== INFORMATION SHOWN

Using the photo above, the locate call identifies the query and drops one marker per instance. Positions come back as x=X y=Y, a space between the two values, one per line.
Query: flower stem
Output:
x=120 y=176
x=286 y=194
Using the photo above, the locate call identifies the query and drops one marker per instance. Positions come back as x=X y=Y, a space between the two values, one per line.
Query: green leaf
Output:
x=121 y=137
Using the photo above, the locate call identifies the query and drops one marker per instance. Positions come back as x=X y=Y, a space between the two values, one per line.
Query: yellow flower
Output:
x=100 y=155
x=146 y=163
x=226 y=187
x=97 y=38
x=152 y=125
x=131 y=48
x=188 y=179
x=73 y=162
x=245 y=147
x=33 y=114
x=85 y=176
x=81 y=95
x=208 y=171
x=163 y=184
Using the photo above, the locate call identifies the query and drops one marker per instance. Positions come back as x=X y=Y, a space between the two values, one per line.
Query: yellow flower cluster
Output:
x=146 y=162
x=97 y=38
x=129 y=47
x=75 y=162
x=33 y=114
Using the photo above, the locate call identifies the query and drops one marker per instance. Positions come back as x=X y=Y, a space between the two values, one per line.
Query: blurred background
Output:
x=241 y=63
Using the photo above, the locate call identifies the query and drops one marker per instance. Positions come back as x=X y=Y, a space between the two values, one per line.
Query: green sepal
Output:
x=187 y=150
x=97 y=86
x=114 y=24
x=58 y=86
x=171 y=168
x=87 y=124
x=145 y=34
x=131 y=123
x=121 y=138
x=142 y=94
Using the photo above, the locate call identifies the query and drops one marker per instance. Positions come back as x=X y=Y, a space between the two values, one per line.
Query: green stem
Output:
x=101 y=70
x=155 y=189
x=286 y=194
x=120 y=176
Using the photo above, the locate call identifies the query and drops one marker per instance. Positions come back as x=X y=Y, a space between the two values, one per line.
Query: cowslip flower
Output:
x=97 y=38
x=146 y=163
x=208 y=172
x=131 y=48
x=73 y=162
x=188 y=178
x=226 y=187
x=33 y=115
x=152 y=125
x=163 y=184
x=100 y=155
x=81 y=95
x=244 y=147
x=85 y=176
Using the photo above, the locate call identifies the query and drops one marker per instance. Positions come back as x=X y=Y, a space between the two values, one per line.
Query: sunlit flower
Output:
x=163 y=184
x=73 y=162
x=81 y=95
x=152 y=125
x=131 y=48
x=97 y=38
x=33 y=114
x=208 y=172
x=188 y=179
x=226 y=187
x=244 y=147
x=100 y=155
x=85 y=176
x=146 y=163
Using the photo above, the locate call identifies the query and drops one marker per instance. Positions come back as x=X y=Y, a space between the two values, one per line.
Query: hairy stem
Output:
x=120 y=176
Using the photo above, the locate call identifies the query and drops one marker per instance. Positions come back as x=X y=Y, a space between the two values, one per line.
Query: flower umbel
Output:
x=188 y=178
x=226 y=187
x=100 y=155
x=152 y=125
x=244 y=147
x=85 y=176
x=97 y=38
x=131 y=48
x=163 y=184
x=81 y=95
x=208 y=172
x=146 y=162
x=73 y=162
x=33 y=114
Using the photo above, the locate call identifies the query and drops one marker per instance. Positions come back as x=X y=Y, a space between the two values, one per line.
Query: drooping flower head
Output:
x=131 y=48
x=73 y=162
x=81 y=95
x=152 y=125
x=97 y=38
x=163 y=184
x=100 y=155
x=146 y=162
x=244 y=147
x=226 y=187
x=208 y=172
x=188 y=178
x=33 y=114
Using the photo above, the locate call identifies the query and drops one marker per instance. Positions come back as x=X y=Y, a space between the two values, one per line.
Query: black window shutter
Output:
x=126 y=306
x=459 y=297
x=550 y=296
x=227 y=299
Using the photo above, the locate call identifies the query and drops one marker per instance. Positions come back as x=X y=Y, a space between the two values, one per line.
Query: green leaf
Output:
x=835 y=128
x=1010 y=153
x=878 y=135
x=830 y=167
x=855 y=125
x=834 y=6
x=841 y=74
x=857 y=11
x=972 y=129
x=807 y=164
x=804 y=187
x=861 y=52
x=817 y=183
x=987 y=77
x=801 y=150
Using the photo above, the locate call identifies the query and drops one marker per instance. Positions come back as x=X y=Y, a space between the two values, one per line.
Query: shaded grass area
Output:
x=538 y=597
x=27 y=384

====

Please return each line of the rows above that contains the string "yellow". Case counts.

→ **RESPONSE TO THE TASK**
Query: yellow flower
Query: yellow flower cluster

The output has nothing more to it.